* PAGE TEXT *
** START **
Blog with a Focus on Evergreen Content

Here’s a tip. Getting the press you want takes some prep work.

Few people have the social standing to ask for press and get it instantly. That’s ok, you probably don’t want a life where the press is following your every move anyway. But, it would be nice every now and then.

One of the best ways to prep yourself for media coverage is by creating content that’s share-worthy. This means that if you haven’t started with that blog yet, now’s the time.

First, a blog can be a tool to get you noticed. It’s a chance to share your expertise, knowledge and maybe even a bit of wit with the rest of the world. The perk here is that your blog is sharable on social media, which means there’s a chance to expand your audience exponentially.

This is great, but how does it help you get press? Well, you’re going to focus on evergreen content. Evergreen means that something is timeless and provides value no matter if it was written last week or last year.

Most media outlets have blogs or at least opinion pieces on the websites. Once you’ve created fantastic content for your blog, your next goal is to get it shared in these venues. This might mean learning who manages the page or who the primary contributors are and then cozying up to them on social media to establish yourself and build a little recognition.

Is this strong press? Not exactly, but it is something, and it puts your name in front of the very people who can provide you with the press your business needs.

Newsjacking

Newsjacking is the art of capitalizing on a popular news story to get a little press for yourself. Considering that there’s some type of breaking news going on in the world every second, there’s no shortage of opportunity. The main obstacle that businesses come up against with newsjacking is time.

Or lack of it.

Breaking news has a very short life cycle. It builds, it peaks and then it fizzles on the ground before it dies. Since you’re probably not clairvoyant, you don’t know when that peak will be, or how long it’s going to last. You need to jump in on the upward slope before it reaches its boiling point.
** END **
* INFORMATION SUPPLIED *
** START **
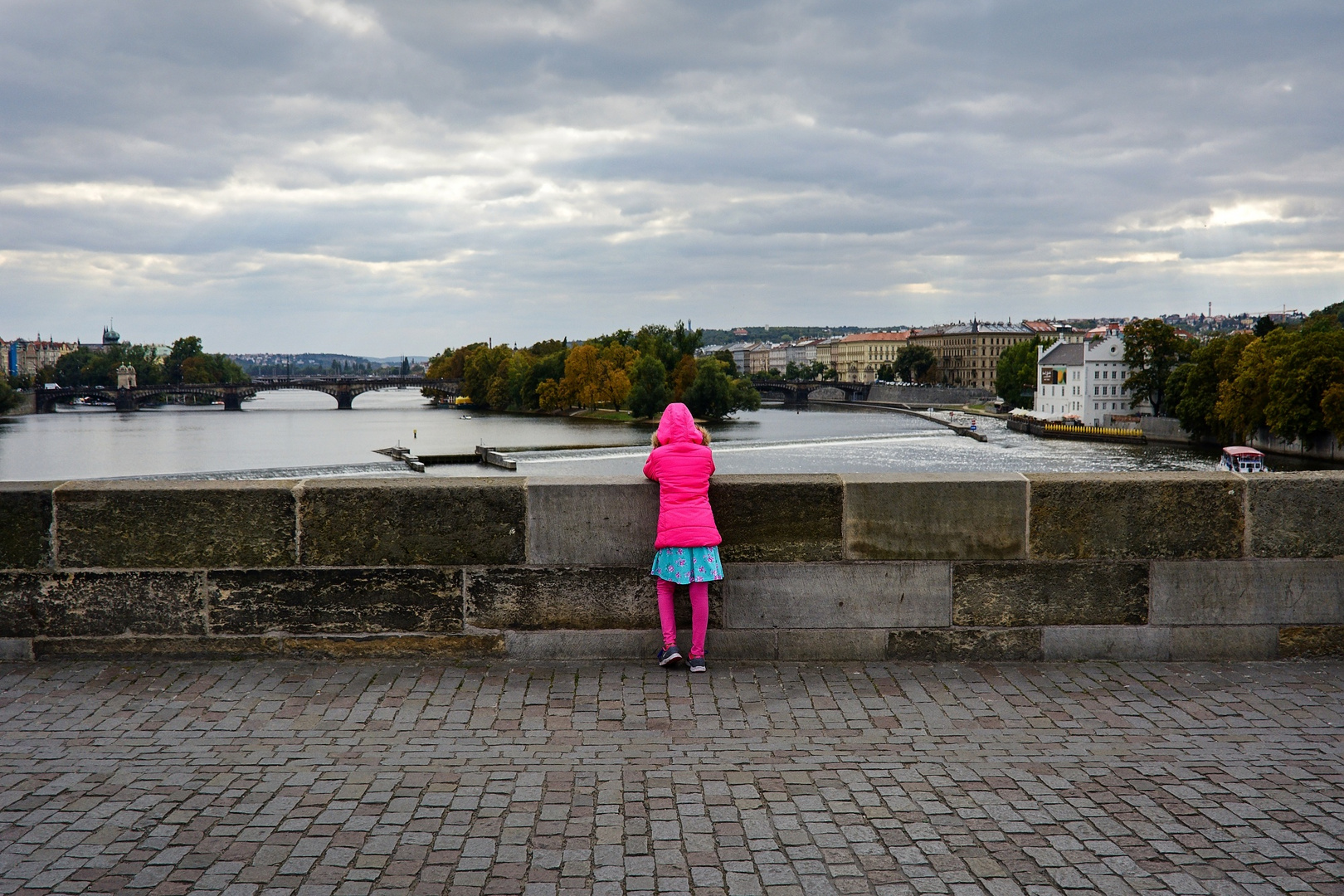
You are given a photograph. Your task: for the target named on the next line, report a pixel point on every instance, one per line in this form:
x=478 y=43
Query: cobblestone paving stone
x=778 y=779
** END **
In the text on getting press, what is the main obstacle businesses run into with newsjacking?

* RESULT OF THE EXERCISE *
Time, or the lack of it.